原文:
------------------------------------------------------------------------
【算法】水坑 深信服笔试第一题

当时没有写出来，脑子完全懵逼状态。我恨我自己。

求木板中间最大的容水量
其实就一左一右两个指针，保存左高度maxleft，右边高度maxright，如果左的小，就向右移，因为此时右边肯定比左边的大，可以堵住水，如果当前的高度比maxleft小，则有坑，可以计算出此时可以装入的水（maxleft-height[i])。如果比maxleft大，则不能装入水，但要更新maxleft，maxleft和maxright都是保存两边最高的边。
右边也一样。

#include <iostream>
#include<string>
#include<vector>
#include<map>
#include<set>
#include<math.h>
#include<algorithm>
#include <queue>
using namespace std;
int trap(vector<int>& height){
	vector<int> dp(height.size());
	int l = 0, r = height.size() - 1;
	int result = 0;
	int ml = 0;
	int mr = 0;
	while (l < r){
		if (height[l] < height[r]){
			if (ml < height[l])
			 ml = height[l];
			result += ml;
			++l;
		}
		else{
			if (mr < height[r])
				 mr = height[r];
			result += mr;
			--r;
		}
	}
	return result;
}
int main(int argc, char* argv[]) {
	
	int T;
	cin >> T;
	vector<int> result;
	while (T--){
		int n;
		cin >> n;
		vector<int> height(n);
		for (int i = 0; i < n; ++i){
			cin >> height[i];
		}

		cout << trap(height) << endl;
	}
	 
}

注意与下面的题目的差别

就是leetcode011 Trapping Rain Water和LeetCode 407. Trapping Rain Water II
这两种是坑，上面那个木板。就是因为做过这两道题，想在这个基础上面改，没有好好去理解题意，结果还不如重新写。脑子有坑，装得都是水。
leetcode011

#include <iostream>
#include<string>
#include<vector>
#include<map>
#include<set>
#include<math.h>
#include<algorithm>
#include <queue>
using namespace std;
int trap(vector<int>& height){
	vector<int> dp(height.size());
	int l = 0, r = height.size() - 1;
	int result = 0;
	int ml = 0;
	int mr = 0;
	while (l < r){
		if (height[l] < height[r]){
			if (ml > height[l])
------------------------------------------------------------------------
提供的数据:
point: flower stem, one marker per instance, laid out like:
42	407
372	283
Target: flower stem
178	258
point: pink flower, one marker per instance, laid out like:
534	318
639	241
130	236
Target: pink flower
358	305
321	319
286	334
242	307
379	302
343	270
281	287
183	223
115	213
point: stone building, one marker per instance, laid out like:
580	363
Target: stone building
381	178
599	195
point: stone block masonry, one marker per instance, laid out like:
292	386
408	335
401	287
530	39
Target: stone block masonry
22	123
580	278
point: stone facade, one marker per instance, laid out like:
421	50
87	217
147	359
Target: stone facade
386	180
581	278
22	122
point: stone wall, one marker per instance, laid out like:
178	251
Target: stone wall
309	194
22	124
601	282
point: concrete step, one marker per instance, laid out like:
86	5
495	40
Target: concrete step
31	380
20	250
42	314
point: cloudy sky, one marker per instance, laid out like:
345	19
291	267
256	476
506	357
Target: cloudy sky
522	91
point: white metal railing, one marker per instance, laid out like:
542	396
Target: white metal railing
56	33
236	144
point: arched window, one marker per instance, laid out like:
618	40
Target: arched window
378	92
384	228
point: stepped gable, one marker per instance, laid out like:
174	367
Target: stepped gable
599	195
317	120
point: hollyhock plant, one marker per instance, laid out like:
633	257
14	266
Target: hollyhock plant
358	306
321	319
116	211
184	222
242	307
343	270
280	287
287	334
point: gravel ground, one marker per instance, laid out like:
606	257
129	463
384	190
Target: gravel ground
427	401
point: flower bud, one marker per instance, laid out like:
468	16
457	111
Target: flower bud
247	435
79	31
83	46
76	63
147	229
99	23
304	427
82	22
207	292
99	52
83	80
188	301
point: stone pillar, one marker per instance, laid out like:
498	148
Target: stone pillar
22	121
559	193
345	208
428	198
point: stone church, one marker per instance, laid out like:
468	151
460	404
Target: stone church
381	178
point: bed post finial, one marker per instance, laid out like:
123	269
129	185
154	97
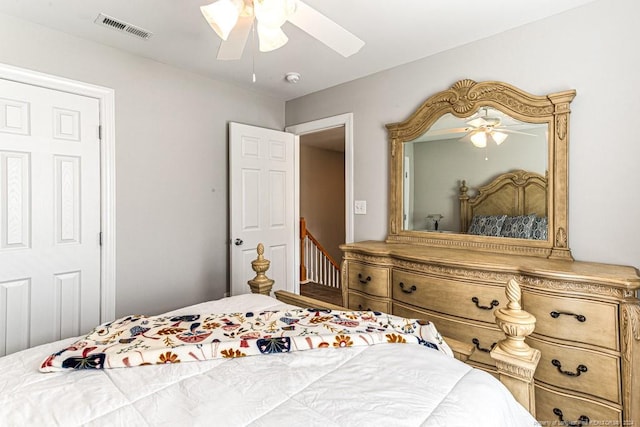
------------------------------------------------------------------------
小挑战:
#1 在讲水坑算法的这篇帖子里，作者提醒要注意和哪两道 LeetCode 题的差别？
#2 把水坑算法帖子里从“求木板中间最大的容水量”一直到“ght都是保存两边最高的边。”的这一段一字不差地重新打一遍。

参考答案:
#1 leetcode011 Trapping Rain Water 和 LeetCode 407. Trapping Rain Water II。

#2
求木板中间最大的容水量
其实就一左一右两个指针，保存左高度maxleft，右边高度maxright，如果左的小，就向右移，因为此时右边肯定比左边的大，可以堵住水，如果当前的高度比maxleft小，则有坑，可以计算出此时可以装入的水（maxleft-height[i])。如果比maxleft大，则不能装入水，但要更新maxleft，maxleft和maxright都是保存两边最高的边。